Retype every entry in its entirety, without alteration.

===== Record extracts =====

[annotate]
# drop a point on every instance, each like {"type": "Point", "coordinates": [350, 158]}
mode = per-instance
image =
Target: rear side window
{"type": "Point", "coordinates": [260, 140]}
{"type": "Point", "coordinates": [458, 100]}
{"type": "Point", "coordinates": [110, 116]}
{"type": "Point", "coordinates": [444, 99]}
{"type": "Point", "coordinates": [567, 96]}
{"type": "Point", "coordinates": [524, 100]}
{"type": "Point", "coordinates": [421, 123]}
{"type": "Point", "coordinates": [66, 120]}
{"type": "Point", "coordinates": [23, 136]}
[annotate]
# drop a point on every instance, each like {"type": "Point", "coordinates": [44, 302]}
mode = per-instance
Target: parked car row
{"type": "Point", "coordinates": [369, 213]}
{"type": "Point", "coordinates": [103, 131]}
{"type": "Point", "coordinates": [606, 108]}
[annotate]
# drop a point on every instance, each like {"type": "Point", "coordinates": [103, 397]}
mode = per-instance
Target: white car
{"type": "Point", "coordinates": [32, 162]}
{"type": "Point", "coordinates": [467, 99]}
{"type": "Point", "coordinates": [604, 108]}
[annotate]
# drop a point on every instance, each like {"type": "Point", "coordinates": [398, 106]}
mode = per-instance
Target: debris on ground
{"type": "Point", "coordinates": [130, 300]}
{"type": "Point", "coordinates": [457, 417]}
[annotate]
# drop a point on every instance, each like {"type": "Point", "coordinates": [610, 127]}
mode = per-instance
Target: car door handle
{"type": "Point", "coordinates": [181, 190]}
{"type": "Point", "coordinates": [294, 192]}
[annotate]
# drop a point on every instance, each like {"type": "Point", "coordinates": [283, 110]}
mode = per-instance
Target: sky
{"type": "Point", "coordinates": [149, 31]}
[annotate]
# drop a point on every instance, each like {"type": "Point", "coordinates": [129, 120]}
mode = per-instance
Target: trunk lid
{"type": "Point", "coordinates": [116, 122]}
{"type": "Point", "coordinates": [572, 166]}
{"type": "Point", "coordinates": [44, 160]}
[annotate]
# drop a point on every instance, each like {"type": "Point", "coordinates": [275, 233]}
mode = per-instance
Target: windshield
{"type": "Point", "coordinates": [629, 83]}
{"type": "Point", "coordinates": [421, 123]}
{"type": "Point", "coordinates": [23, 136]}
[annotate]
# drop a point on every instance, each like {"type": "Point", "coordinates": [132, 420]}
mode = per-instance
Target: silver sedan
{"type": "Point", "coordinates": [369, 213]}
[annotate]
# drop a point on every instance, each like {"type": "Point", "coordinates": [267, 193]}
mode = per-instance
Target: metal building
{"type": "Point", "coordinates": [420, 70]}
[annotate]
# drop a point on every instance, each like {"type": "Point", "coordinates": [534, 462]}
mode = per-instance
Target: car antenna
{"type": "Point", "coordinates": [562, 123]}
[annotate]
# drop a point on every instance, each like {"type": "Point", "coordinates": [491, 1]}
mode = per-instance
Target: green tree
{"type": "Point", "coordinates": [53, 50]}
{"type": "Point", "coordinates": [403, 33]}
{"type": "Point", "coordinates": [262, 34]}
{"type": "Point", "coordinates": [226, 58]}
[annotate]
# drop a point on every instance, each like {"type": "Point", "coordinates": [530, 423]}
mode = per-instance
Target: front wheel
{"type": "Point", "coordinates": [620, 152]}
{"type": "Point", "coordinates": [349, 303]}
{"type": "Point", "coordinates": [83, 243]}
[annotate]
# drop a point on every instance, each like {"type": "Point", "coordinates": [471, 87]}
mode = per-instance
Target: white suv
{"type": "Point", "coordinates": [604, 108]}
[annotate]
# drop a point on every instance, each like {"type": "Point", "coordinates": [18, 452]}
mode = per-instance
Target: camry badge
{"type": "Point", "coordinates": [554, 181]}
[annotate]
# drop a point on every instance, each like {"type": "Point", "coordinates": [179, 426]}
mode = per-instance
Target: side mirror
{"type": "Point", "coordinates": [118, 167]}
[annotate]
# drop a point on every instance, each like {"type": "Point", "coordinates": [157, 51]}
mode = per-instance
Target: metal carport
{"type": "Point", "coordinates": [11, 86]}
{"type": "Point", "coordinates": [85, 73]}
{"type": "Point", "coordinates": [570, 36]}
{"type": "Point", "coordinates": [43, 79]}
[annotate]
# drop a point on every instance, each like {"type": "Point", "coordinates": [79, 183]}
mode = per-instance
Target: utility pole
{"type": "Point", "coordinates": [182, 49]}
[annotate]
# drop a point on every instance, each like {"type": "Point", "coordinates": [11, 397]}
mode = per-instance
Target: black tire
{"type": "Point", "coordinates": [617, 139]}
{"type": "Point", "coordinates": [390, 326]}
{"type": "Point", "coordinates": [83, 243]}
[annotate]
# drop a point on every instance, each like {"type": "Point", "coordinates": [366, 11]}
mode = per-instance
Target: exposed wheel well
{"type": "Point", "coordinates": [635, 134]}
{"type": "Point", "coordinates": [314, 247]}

=====

Correct response ->
[annotate]
# drop a point on every instance, each like {"type": "Point", "coordinates": [350, 158]}
mode = per-instance
image =
Target: rear side window
{"type": "Point", "coordinates": [260, 140]}
{"type": "Point", "coordinates": [458, 100]}
{"type": "Point", "coordinates": [110, 116]}
{"type": "Point", "coordinates": [444, 99]}
{"type": "Point", "coordinates": [567, 96]}
{"type": "Point", "coordinates": [524, 100]}
{"type": "Point", "coordinates": [421, 123]}
{"type": "Point", "coordinates": [66, 120]}
{"type": "Point", "coordinates": [23, 136]}
[annotate]
# drop a point on every instance, each like {"type": "Point", "coordinates": [44, 302]}
mode = per-instance
Target: parked car row
{"type": "Point", "coordinates": [369, 213]}
{"type": "Point", "coordinates": [103, 131]}
{"type": "Point", "coordinates": [606, 108]}
[annotate]
# drop a point on every instance, each like {"type": "Point", "coordinates": [103, 397]}
mode = per-instance
Target: white car
{"type": "Point", "coordinates": [32, 162]}
{"type": "Point", "coordinates": [467, 99]}
{"type": "Point", "coordinates": [604, 108]}
[annotate]
# drop a point on every instance, each like {"type": "Point", "coordinates": [398, 106]}
mode = per-instance
Target: debris on ground
{"type": "Point", "coordinates": [130, 300]}
{"type": "Point", "coordinates": [457, 417]}
[annotate]
# drop a point on every instance, each like {"type": "Point", "coordinates": [610, 127]}
mode = per-instance
Target: car door handle
{"type": "Point", "coordinates": [181, 190]}
{"type": "Point", "coordinates": [294, 192]}
[annotate]
# drop a point on every instance, each like {"type": "Point", "coordinates": [283, 110]}
mode = per-instance
Target: sky
{"type": "Point", "coordinates": [149, 31]}
[annotate]
# drop a point on every instance, each like {"type": "Point", "coordinates": [129, 120]}
mode = per-instance
Target: trunk lid
{"type": "Point", "coordinates": [116, 122]}
{"type": "Point", "coordinates": [572, 166]}
{"type": "Point", "coordinates": [44, 160]}
[annotate]
# drop a point on every instance, each like {"type": "Point", "coordinates": [275, 233]}
mode = per-instance
Target: windshield
{"type": "Point", "coordinates": [629, 83]}
{"type": "Point", "coordinates": [421, 123]}
{"type": "Point", "coordinates": [23, 136]}
[annotate]
# drop a point on every instance, each like {"type": "Point", "coordinates": [132, 420]}
mode = per-instance
Target: silver sedan
{"type": "Point", "coordinates": [369, 213]}
[annotate]
# drop a point on every instance, each like {"type": "Point", "coordinates": [267, 193]}
mode = per-instance
Target: metal building
{"type": "Point", "coordinates": [420, 70]}
[annotate]
# drop a point on every instance, each like {"type": "Point", "coordinates": [534, 462]}
mode = per-instance
Target: car antenna
{"type": "Point", "coordinates": [562, 123]}
[annotate]
# drop a point on every instance, each like {"type": "Point", "coordinates": [491, 1]}
mode = per-instance
Target: green tree
{"type": "Point", "coordinates": [53, 50]}
{"type": "Point", "coordinates": [403, 33]}
{"type": "Point", "coordinates": [262, 34]}
{"type": "Point", "coordinates": [226, 58]}
[annotate]
# drop a point on every instance, each like {"type": "Point", "coordinates": [530, 423]}
mode = per-instance
Target: front wheel
{"type": "Point", "coordinates": [620, 152]}
{"type": "Point", "coordinates": [349, 303]}
{"type": "Point", "coordinates": [83, 243]}
[annotate]
# drop a point on every instance, each like {"type": "Point", "coordinates": [471, 87]}
mode = per-instance
Target: white suv
{"type": "Point", "coordinates": [604, 108]}
[annotate]
# drop a point on every instance, each like {"type": "Point", "coordinates": [18, 452]}
mode = per-instance
Target: camry badge
{"type": "Point", "coordinates": [554, 181]}
[annotate]
# drop a point on every instance, each like {"type": "Point", "coordinates": [179, 426]}
mode = per-instance
Target: side mirror
{"type": "Point", "coordinates": [118, 167]}
[annotate]
# drop a point on every instance, each like {"type": "Point", "coordinates": [157, 51]}
mode = per-instance
Target: metal carport
{"type": "Point", "coordinates": [11, 86]}
{"type": "Point", "coordinates": [85, 73]}
{"type": "Point", "coordinates": [570, 36]}
{"type": "Point", "coordinates": [43, 79]}
[annotate]
# drop a point on every instance, each like {"type": "Point", "coordinates": [79, 183]}
mode = per-instance
Target: utility pole
{"type": "Point", "coordinates": [182, 49]}
[annotate]
# drop a point on every instance, each like {"type": "Point", "coordinates": [11, 397]}
mode = per-instance
Target: black tire
{"type": "Point", "coordinates": [617, 139]}
{"type": "Point", "coordinates": [390, 326]}
{"type": "Point", "coordinates": [83, 243]}
[annotate]
# drop a point on every instance, each like {"type": "Point", "coordinates": [366, 11]}
mode = per-instance
Target: exposed wheel well
{"type": "Point", "coordinates": [635, 134]}
{"type": "Point", "coordinates": [314, 247]}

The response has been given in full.